Cryptocurrency6.03.2025

One basic crypto change could unlock huge growth in South Africa, says Luno

South Africa’s largest cryptocurrency exchange by users, Luno, is calling on the National Treasury to classify digital assets held on local licensed platforms as onshore assets.

Luno said this would allow the returns from these assets to be reinvested in the country, increasing tax revenue.

“Currently, digital currencies are not designated as either offshore or onshore assets, making it very difficult for institutional investors to allocate capital or invest in assets such as Bitcoin,” Luno’s general manager for Africa, Marius Reitz, said.

“It also complicates efforts to report cross-border transactions to the Reserve Bank.”

Reitz said this uncertainty surrounding how digital assets are classified hinders sector growth.

He argued that labelling cryptocurrencies as offshore assets would limit the amount of digital assets fund managers and mutual investment funds can hold.

Reitz warned this would ultimately restrict South Africans and corporate investors from benefitting from potential returns.

“Internationally, cryptocurrencies are now just another recognised asset class to invest in along with stocks, government bonds and fiat currencies,” Luno’s global head of legal and corporate strategy, Paul Harker, said.

“In the current constrained fiscal reality, our government has little room to manoeuvre. Pro-growth and forward-looking decisions are essential.”

Reitz said they acknowledge the progress made in regulating cryptocurrency in the country, such as taxing trading profits and licensing exchanges, and work by the Intergovernmental Fintech Working Group

However, Luno believes that South Africans and the fiscus have yet to experience the actual benefits of digital assets.

“Treasury can take decisions that stimulate growth in digital assets while also ensuring a safe and secure sector,” Luno’s country manager, Christo de Witt, said.

Exercise set:
(a) In the Luno article, give the part that opens with the words containing "South Africa’s largest" and closes with "as onshore assets." again, swapping "National Treasury" for "South African Revenue Service".
(b) Shorten the paragraph in the Luno article that begins "Currently, digital currencies are not designated", keeping its main facts.

Data listing:
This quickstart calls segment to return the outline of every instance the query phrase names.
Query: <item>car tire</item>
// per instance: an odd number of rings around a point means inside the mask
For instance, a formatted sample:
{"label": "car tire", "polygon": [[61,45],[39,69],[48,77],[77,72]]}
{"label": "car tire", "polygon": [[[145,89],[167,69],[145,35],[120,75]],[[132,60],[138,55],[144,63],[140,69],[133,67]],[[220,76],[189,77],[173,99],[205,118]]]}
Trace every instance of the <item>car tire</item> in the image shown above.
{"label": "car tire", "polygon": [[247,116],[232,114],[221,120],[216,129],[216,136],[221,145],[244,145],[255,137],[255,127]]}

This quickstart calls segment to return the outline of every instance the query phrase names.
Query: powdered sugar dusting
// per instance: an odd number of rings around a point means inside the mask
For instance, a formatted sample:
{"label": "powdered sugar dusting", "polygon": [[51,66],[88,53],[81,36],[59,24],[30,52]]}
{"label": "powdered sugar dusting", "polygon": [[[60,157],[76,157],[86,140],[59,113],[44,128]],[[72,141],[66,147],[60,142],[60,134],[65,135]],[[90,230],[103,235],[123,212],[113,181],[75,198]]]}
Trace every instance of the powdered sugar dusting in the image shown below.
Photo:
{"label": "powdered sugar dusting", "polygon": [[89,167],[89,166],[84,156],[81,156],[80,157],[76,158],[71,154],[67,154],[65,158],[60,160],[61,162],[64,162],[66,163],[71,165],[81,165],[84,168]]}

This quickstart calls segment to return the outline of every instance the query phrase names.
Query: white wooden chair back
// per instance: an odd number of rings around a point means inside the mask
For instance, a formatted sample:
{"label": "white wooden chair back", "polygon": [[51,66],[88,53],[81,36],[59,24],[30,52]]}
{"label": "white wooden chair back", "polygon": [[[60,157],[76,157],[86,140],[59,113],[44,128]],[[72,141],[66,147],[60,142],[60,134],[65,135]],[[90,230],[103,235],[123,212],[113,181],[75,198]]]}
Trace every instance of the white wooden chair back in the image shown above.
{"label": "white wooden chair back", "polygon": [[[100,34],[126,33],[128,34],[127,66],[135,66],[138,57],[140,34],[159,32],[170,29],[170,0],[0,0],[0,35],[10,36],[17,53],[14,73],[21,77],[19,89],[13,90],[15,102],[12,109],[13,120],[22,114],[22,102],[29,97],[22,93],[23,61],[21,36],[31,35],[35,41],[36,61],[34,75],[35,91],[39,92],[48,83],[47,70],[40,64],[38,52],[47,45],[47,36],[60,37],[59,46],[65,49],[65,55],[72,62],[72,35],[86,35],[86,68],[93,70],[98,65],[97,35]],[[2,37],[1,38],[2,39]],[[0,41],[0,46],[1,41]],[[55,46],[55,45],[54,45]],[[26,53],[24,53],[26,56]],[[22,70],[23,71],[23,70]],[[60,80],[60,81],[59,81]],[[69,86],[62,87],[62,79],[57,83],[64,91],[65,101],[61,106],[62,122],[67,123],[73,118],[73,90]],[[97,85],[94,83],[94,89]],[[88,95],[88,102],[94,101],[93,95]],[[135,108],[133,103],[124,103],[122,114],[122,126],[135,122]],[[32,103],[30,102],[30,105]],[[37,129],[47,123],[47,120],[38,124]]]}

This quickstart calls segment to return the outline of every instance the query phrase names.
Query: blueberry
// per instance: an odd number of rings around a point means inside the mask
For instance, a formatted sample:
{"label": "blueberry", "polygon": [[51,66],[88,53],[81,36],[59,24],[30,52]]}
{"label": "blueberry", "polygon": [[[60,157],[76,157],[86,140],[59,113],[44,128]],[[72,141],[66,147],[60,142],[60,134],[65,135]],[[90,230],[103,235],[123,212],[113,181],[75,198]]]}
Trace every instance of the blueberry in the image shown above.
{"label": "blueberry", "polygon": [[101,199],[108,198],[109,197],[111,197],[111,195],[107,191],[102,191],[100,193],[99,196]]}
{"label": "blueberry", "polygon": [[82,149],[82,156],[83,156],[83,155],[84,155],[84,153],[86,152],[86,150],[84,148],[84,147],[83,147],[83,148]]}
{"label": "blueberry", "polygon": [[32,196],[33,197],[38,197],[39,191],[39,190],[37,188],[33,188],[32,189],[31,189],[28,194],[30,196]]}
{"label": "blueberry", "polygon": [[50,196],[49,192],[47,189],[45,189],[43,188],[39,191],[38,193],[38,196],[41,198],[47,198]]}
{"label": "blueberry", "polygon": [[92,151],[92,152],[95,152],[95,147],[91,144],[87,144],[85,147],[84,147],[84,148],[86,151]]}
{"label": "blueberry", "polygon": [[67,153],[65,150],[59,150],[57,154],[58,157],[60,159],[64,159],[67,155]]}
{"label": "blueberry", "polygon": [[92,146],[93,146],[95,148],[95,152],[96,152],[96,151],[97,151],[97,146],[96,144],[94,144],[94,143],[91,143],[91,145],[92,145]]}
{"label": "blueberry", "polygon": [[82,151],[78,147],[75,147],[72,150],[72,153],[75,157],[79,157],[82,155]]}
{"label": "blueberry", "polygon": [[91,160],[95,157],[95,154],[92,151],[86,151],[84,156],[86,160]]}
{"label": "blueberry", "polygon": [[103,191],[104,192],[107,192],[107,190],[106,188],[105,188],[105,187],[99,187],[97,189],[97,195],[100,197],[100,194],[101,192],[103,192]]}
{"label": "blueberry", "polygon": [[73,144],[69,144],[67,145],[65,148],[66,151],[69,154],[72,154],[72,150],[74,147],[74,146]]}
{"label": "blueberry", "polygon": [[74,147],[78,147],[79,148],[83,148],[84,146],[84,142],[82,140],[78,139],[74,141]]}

Solution list:
(a)
South Africa’s largest cryptocurrency exchange by users, Luno, is calling on the South African Revenue Service to classify digital assets held on local licensed platforms as onshore assets.

(b) Marius Reitz, Luno's general manager for Africa, said that digital currencies are classed as neither offshore nor onshore assets. This makes it very hard for institutional investors to allocate capital or invest in assets like Bitcoin.